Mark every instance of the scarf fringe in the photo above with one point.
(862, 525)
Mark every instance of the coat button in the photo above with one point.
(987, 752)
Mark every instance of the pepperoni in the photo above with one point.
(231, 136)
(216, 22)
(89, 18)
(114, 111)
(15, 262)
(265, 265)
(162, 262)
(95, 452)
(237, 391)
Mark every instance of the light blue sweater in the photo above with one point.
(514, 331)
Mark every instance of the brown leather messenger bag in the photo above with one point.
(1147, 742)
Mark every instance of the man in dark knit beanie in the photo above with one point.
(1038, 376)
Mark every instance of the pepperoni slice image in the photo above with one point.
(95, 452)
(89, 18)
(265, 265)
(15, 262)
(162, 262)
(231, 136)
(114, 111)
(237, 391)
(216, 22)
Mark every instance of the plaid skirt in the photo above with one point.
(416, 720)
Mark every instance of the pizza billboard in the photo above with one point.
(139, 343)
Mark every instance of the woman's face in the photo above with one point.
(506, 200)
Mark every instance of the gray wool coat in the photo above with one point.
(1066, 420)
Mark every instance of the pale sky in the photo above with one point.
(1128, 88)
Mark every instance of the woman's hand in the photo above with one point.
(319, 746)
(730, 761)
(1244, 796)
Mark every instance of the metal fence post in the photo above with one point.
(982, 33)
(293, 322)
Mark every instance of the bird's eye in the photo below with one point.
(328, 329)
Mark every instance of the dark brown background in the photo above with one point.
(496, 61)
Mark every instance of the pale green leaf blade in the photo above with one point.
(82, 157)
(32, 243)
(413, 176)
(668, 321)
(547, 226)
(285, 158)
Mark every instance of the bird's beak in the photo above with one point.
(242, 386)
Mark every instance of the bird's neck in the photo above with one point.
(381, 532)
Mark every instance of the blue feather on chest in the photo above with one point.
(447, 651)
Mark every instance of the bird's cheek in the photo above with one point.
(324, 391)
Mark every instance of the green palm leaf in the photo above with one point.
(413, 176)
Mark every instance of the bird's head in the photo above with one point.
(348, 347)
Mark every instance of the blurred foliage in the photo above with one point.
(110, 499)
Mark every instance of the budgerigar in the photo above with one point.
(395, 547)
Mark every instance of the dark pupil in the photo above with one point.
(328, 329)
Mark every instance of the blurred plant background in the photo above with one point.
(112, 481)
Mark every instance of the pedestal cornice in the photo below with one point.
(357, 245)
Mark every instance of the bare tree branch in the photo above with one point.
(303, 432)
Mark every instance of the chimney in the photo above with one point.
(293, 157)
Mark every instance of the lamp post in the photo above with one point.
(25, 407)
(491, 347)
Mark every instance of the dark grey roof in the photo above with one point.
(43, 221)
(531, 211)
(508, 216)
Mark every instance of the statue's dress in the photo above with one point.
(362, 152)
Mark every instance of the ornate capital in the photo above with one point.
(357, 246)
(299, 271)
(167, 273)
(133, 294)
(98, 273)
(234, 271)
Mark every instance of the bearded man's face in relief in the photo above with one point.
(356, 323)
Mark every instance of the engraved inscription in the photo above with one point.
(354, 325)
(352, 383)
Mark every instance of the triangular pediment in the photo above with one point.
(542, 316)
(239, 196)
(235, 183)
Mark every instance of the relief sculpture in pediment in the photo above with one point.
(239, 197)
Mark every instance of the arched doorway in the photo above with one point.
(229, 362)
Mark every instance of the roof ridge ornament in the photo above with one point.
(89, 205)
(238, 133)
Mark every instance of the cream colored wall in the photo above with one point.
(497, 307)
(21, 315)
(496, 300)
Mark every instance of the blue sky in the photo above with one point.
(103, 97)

AIM OF THE TASK –
What is needed is an exact, complete copy of the entries above.

SOLUTION FOR THIS EXERCISE –
Mark every instance of the scarf fringe in the photo above with one point.
(862, 525)
Mark every instance of the coat button in the photo above with one point.
(987, 752)
Mark every instance of the pepperoni in the photo above with one point.
(231, 136)
(216, 22)
(89, 18)
(114, 111)
(15, 262)
(265, 265)
(162, 262)
(95, 452)
(237, 391)
Mark every instance of the light blue sweater in the photo above with one point.
(514, 331)
Mark every instance of the brown leather messenger bag in the photo above with one point.
(1147, 742)
Mark every instance of the man in dark knit beanie in the photo above with one point.
(1038, 376)
Mark every instance of the pepperoni slice image in the photo above with one point.
(95, 452)
(89, 18)
(265, 265)
(15, 262)
(162, 262)
(231, 136)
(114, 111)
(237, 391)
(216, 22)
Mark every instance of the plaid skirt in the photo above with one point.
(416, 720)
Mark every instance of the pizza billboard in the photo above with one point.
(139, 343)
Mark every instance of the woman's face in the photo above with one point.
(506, 200)
Mark every instance of the gray wool coat in the photo above with one point.
(1066, 420)
Mark every instance of the pale sky in the photo above with one point.
(1128, 88)
Mark every instance of the woman's hand in the photo above with one point.
(319, 746)
(730, 761)
(1244, 796)
Mark every instance of the metal fence post in the photo above with one point.
(982, 33)
(293, 322)
Mark every instance of the bird's eye in the photo below with one point.
(328, 329)
Mark every instance of the dark brown background in the photo above with one point.
(496, 61)
Mark every instance of the pale green leaf blade in the photo above with one point.
(82, 157)
(32, 243)
(413, 176)
(668, 321)
(547, 226)
(285, 158)
Mark every instance of the bird's beak in the photo above with one point.
(242, 386)
Mark every instance of the bird's neck in the photo above with one point.
(381, 532)
Mark every instance of the blue feather on chest in the photo above with one point.
(447, 651)
Mark every instance of the bird's cheek in the photo above with one point.
(324, 391)
Mark every instance of the green palm leaf in the photo above with one point.
(413, 176)
Mark every instance of the bird's head in the photo above with one point.
(348, 347)
Mark every instance of the blurred foliage in the photo above with one point.
(110, 499)
Mark every instance of the budgerigar in the photo above with one point.
(395, 547)
Mark every instance of the dark pupil in the photo above with one point.
(328, 329)
Mark every instance of the blurred plant background in the photo above with one point.
(112, 481)
Mark every instance of the pedestal cornice in the photo below with one point.
(357, 245)
Mark every instance of the bare tree branch in the photo above with one point.
(303, 432)
Mark every instance of the chimney in the photo above with one point.
(293, 157)
Mark every instance of the lamp post in the photo above with one point.
(25, 407)
(491, 347)
Mark every instance of the dark grey roof in the photo above with one point.
(43, 221)
(531, 211)
(508, 216)
Mark every instance of the statue's dress in the photo above with one point.
(362, 152)
Mark every instance of the ornate capital in the photo above with one point.
(357, 246)
(299, 271)
(167, 273)
(133, 294)
(98, 273)
(234, 271)
Mark every instance of the bearded man's face in relief in the photo above with one point.
(356, 323)
Mark every instance of the engraved inscription in the photo above with one point.
(354, 325)
(352, 383)
Mark every instance of the triangular pediment in the photo above with one point.
(542, 316)
(239, 196)
(235, 183)
Mark every instance of the relief sculpture in pediment in the photo above with one point.
(239, 197)
Mark every instance of the arched doorway in the photo above with one point.
(229, 362)
Mark every instance of the roof ridge ornament in the photo above with one point.
(89, 205)
(238, 133)
Mark every instance of the cream colored wall in the photo above with one point.
(497, 307)
(21, 315)
(496, 300)
Mark every instance of the blue sky in the photo above with one point.
(103, 97)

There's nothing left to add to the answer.